→ **Brano fornito**

• • • • • • •

Regia trazzera della Cernuta – Ciminna
Nella zona posta nella parte sud-orientale del territorio di Ciminna, è possibile visitare numerosi insediamenti rilevanti dal punto di vista storico-archeologico: i siti in contrada Cernuta, di Monte Rotondo, del Pizzo e di Cozzo Maragliano.
Per raggiungere la contrada Cernuta, è necessario percorrere la Regia Trazzera Ciminna – Roccapalumba, oggi Strada Regionale 13, che si presenta come un’area morfologia semi-collinare.
Proseguendo per Portella S. Caterina, dove si trova la fontana pubblica, è possibile imboccare diverse direzioni: attraverso la prima, in direzione sud, è possibile percorrere la Regia Trazzera, che attraversa la contrada Vallegrande, dove sono state rinvenute alcune tombe a fossa; in alternativa, è possibile proseguire verso il Pizzo, o ancora, voltare a destra percorrendo una strada che conduce a Monte Rotondo, un rilievo dalle pareti a strapiombo, che si presenta di facile accesso dal suo lato meridionale; sull’apice del rilievo è possibile osservare resti di una vecchia struttura, probabilmente un’antica cappella.

• • • • • • •

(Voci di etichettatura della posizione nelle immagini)
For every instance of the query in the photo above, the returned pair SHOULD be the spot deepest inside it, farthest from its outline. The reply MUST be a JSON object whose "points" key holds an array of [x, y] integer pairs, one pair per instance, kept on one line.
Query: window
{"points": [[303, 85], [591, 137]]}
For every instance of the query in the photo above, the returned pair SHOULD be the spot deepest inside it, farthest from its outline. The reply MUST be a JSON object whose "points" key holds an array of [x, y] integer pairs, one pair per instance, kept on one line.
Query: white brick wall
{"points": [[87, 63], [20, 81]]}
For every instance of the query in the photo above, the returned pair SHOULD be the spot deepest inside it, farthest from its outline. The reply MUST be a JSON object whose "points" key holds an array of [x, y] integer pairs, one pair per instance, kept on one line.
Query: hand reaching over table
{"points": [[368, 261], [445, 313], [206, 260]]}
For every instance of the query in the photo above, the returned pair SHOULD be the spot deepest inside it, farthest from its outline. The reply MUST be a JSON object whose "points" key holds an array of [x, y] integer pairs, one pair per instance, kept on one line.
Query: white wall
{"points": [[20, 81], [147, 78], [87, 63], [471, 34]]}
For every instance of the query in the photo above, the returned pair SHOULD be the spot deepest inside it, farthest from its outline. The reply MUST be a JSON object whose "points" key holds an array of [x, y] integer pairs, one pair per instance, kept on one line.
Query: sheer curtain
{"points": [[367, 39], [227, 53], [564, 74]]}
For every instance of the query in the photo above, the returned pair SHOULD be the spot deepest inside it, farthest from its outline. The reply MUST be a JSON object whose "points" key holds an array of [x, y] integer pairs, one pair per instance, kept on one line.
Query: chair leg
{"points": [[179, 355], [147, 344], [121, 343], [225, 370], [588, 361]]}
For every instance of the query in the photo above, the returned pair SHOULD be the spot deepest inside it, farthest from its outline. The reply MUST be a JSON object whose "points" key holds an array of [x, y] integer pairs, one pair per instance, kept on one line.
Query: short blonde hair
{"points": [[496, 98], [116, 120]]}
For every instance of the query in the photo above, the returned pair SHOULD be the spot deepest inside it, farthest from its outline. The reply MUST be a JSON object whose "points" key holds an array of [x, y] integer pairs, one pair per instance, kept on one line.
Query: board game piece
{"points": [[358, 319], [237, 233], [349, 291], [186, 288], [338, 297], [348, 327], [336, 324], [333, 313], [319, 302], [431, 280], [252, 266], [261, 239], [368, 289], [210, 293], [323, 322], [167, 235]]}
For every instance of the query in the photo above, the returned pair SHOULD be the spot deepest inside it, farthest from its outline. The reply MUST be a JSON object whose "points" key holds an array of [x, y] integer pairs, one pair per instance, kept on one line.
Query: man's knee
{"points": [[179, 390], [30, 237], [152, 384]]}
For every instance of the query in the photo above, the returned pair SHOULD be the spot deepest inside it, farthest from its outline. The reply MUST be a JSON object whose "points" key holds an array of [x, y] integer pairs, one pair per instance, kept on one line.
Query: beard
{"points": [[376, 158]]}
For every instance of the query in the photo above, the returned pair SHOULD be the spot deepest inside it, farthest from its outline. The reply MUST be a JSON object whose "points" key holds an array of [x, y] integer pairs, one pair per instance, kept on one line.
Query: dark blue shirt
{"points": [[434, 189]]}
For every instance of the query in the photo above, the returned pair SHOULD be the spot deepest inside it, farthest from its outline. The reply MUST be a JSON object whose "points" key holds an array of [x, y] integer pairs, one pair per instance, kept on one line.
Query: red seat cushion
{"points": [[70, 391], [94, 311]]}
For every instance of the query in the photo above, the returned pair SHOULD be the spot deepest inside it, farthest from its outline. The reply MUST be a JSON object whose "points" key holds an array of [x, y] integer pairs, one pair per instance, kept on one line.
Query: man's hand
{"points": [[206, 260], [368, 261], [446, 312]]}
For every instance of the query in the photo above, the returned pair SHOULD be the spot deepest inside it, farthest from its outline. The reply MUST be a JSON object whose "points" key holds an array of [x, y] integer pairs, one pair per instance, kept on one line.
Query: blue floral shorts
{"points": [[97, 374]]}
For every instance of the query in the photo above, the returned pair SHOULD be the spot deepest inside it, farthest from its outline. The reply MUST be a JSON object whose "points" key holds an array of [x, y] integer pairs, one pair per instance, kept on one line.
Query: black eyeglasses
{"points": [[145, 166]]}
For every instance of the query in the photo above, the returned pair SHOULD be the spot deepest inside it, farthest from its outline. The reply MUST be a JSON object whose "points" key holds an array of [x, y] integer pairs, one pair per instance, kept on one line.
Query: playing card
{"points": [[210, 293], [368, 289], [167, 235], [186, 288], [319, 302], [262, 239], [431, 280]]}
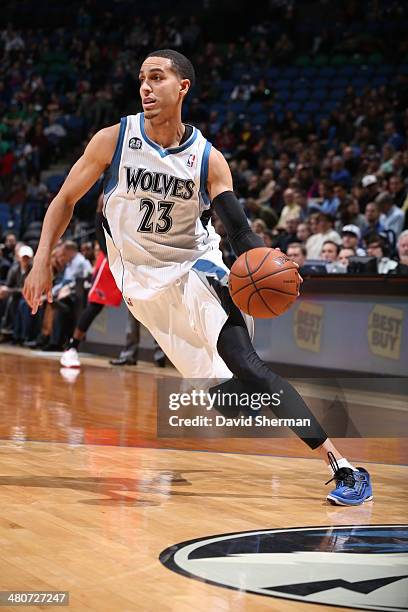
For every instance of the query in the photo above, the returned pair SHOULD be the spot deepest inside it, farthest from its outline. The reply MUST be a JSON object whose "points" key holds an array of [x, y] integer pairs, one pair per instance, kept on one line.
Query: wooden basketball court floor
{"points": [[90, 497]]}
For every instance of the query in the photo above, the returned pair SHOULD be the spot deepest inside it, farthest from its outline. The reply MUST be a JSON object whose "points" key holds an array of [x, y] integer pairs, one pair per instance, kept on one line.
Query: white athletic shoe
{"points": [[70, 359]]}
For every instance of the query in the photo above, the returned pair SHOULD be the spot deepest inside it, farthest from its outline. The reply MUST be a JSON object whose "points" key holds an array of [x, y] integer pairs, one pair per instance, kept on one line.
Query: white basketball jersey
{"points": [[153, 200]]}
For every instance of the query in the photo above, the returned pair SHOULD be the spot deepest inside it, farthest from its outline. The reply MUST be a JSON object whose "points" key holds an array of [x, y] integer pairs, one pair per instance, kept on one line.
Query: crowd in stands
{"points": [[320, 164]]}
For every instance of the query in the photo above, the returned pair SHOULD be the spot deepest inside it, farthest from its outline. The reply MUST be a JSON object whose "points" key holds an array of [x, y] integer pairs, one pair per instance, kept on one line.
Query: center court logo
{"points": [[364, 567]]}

• • • • • • •

→ **Cosa si chiede**
Estrai per intero il brano sulla Regia trazzera della Cernuta, riportandolo parola per parola. Questi dati non servono per svolgere il compito.

→ **Risposta scritta**
Regia trazzera della Cernuta – Ciminna
Nella zona posta nella parte sud-orientale del territorio di Ciminna, è possibile visitare numerosi insediamenti rilevanti dal punto di vista storico-archeologico: i siti in contrada Cernuta, di Monte Rotondo, del Pizzo e di Cozzo Maragliano.
Per raggiungere la contrada Cernuta, è necessario percorrere la Regia Trazzera Ciminna – Roccapalumba, oggi Strada Regionale 13, che si presenta come un’area morfologia semi-collinare.
Proseguendo per Portella S. Caterina, dove si trova la fontana pubblica, è possibile imboccare diverse direzioni: attraverso la prima, in direzione sud, è possibile percorrere la Regia Trazzera, che attraversa la contrada Vallegrande, dove sono state rinvenute alcune tombe a fossa; in alternativa, è possibile proseguire verso il Pizzo, o ancora, voltare a destra percorrendo una strada che conduce a Monte Rotondo, un rilievo dalle pareti a strapiombo, che si presenta di facile accesso dal suo lato meridionale; sull’apice del rilievo è possibile osservare resti di una vecchia struttura, probabilmente un’antica cappella.